**WHAT THE TASK ASKS:** Extract every one of the lines below verbatim, leaving the pictures out of your answer.

**MATERIAL TO PROCESS:**
╭──
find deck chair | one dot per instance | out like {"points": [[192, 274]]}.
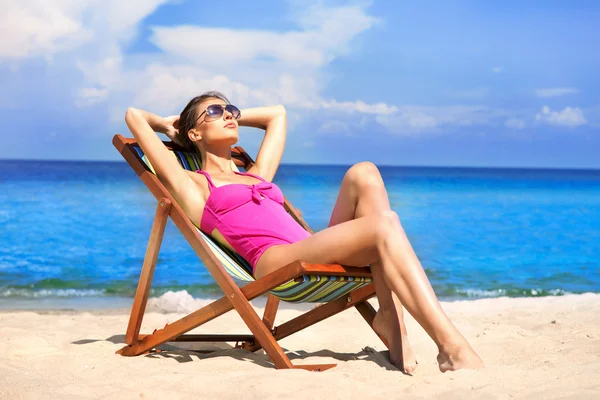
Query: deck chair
{"points": [[337, 287]]}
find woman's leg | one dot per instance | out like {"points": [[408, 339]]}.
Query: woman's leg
{"points": [[365, 240], [363, 193]]}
╰──
**RESULT BELOW:**
find deck chair | one dot per instance | out like {"points": [[192, 274]]}.
Query: deck chair
{"points": [[337, 287]]}
find woman's leg | one dot per instance | out like {"points": [[408, 339]]}.
Query: woman's leg
{"points": [[365, 240], [363, 193]]}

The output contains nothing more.